» STUDY MATERIAL:
Content starts
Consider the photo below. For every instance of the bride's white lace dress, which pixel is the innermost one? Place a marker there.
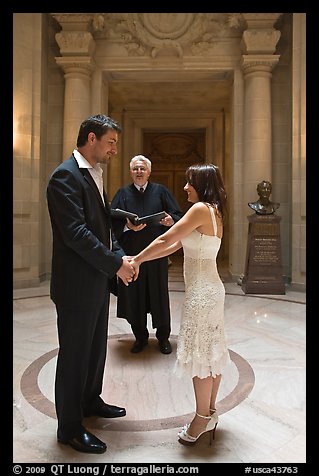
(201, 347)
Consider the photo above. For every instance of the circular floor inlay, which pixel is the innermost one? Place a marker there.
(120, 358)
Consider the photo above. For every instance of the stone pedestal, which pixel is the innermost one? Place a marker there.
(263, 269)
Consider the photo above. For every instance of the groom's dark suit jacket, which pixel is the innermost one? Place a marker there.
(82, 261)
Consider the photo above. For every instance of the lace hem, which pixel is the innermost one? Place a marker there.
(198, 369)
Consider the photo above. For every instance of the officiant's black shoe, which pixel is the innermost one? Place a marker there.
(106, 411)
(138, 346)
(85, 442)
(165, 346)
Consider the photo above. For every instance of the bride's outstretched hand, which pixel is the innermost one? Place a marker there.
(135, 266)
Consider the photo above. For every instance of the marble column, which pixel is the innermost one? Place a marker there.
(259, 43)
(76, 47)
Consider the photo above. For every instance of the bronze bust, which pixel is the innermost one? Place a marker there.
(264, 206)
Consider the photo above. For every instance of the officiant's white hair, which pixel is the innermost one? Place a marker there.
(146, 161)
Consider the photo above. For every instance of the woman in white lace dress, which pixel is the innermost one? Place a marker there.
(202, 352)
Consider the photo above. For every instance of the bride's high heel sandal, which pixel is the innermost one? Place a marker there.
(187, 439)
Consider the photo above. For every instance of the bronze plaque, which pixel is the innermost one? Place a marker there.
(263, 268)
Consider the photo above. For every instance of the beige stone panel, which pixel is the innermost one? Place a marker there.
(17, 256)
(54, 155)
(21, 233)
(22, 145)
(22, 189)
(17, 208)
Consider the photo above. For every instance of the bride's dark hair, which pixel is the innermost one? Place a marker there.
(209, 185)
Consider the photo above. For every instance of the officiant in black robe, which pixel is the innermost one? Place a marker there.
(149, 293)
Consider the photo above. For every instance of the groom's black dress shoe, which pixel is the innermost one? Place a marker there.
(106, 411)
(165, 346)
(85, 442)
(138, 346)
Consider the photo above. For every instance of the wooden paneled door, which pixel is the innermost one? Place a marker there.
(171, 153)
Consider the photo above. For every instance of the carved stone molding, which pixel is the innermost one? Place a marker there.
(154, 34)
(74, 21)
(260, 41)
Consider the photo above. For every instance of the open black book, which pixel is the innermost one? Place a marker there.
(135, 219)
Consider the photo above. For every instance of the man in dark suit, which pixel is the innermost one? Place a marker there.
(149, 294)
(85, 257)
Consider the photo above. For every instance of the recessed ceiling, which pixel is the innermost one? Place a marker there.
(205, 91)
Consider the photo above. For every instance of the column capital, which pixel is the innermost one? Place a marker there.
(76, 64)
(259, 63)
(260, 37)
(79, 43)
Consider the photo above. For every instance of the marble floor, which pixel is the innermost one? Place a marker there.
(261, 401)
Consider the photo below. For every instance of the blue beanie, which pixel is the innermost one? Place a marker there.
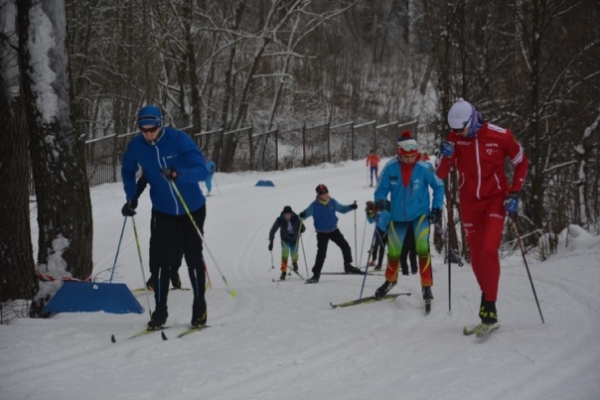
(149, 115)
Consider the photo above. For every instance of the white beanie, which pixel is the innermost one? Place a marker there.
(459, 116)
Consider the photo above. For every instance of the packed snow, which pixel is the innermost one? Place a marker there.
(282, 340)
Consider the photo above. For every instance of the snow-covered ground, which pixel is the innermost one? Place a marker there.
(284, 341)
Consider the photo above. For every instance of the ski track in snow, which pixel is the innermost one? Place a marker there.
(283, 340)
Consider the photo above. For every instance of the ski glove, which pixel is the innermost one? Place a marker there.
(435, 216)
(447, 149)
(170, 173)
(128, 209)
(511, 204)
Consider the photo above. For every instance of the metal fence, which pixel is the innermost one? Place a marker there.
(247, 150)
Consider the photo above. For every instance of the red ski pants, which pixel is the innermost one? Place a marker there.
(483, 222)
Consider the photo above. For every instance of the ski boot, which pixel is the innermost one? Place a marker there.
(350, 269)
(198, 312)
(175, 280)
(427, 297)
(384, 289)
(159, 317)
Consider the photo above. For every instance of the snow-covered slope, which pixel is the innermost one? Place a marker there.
Content ends
Content starts
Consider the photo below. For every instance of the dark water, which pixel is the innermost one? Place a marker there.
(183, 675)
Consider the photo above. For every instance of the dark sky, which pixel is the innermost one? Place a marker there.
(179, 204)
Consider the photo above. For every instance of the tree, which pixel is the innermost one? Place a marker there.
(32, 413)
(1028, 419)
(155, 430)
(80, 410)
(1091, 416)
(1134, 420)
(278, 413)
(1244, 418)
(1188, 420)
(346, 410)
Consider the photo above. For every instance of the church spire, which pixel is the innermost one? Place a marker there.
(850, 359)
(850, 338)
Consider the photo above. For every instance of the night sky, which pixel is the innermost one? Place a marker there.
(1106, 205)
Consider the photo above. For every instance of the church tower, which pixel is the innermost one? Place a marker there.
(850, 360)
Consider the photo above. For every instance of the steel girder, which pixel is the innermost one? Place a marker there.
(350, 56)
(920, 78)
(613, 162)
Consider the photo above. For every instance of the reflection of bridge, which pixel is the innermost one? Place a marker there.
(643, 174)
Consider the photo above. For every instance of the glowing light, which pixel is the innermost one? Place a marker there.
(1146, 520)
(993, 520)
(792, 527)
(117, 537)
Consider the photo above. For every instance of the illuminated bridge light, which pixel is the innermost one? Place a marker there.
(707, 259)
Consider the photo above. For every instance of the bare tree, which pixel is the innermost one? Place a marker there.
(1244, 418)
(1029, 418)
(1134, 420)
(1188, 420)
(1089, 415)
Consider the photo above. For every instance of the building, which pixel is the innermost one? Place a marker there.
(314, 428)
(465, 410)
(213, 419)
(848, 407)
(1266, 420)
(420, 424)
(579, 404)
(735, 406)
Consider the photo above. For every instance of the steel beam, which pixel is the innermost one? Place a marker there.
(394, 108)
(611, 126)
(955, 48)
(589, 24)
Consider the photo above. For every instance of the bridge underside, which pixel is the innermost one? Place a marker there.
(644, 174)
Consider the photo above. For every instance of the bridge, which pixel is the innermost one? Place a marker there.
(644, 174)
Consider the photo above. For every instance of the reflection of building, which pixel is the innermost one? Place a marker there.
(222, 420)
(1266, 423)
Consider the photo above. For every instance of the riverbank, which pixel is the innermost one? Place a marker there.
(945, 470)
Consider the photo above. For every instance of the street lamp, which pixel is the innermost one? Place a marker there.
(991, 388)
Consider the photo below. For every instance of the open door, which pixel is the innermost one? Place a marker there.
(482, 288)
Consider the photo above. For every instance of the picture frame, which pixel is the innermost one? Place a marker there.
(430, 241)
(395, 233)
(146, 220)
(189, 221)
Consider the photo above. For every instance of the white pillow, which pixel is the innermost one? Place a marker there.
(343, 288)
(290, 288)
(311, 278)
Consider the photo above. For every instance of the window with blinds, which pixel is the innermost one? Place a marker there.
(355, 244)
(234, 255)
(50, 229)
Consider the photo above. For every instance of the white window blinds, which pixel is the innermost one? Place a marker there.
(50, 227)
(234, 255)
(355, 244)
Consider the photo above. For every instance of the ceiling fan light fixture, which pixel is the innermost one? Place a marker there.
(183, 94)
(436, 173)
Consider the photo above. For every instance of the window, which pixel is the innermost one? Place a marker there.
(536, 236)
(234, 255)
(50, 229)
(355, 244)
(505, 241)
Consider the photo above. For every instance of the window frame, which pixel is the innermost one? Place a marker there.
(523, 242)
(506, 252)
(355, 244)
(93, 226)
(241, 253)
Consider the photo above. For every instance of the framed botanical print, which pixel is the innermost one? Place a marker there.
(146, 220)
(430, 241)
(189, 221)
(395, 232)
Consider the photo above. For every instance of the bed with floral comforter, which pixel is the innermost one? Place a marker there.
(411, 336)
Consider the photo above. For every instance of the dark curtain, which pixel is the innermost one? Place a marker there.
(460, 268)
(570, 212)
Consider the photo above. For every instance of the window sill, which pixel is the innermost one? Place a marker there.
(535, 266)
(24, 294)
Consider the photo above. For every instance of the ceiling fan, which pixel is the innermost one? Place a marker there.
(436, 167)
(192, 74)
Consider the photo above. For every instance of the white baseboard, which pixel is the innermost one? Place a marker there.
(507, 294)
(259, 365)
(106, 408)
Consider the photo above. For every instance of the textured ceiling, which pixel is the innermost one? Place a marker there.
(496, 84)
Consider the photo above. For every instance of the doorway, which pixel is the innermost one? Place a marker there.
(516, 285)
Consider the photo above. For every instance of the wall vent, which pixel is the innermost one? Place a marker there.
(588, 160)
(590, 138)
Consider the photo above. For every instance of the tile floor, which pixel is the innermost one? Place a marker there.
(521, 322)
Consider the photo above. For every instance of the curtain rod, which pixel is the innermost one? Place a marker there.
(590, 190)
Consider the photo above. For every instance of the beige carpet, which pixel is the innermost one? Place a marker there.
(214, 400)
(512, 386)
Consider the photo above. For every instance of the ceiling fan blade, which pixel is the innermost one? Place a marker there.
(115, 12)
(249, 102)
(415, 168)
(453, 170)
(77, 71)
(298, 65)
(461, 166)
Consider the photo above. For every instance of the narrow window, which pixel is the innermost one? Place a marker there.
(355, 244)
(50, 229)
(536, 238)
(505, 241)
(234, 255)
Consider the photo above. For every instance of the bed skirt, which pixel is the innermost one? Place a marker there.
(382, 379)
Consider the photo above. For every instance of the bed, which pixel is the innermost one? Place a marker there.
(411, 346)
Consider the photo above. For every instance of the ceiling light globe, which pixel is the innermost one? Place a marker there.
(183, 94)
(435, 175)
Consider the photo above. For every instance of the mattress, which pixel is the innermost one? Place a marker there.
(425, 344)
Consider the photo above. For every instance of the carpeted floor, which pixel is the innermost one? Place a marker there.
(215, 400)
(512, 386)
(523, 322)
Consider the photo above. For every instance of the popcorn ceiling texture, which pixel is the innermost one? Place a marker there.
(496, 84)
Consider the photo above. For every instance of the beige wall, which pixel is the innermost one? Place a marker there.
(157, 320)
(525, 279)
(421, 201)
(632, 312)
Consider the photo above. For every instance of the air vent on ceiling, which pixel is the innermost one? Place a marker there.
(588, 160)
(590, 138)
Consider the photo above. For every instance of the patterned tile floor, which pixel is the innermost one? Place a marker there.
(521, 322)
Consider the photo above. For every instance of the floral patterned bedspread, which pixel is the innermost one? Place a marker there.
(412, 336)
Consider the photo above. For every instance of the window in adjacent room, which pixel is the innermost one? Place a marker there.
Content ends
» WHAT YOU WILL DO:
Of all the entries above, output exactly the lines between the one holding "ski boot, which" and the one holding "snow-covered slope, which", inclusive.

» SOLUTION BELOW:
Consider the photo above. For every instance of the ski boot, which pixel is the innermost one? Place a marker there.
(350, 269)
(198, 312)
(175, 280)
(427, 297)
(384, 289)
(159, 317)
Consider the photo above. For every instance of the snow-covered slope, which pixel is the innermost one? Place a marker there.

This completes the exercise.